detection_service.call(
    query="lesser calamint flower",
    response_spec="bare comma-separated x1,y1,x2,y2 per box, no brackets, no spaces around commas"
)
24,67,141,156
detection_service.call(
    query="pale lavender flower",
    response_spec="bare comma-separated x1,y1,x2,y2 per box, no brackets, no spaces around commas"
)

········

Given task
Will you set down every one of the lines above again, character for character, without changing anything?

Exercise result
detection_service.call(
    query="lesser calamint flower",
    response_spec="bare comma-separated x1,y1,x2,y2 per box, no brackets, no spaces around commas"
)
24,67,141,156
detection_service.call(
    query="pale lavender flower",
    response_spec="bare comma-separated x1,y1,x2,y2 per box, no brackets, no spaces around commas"
)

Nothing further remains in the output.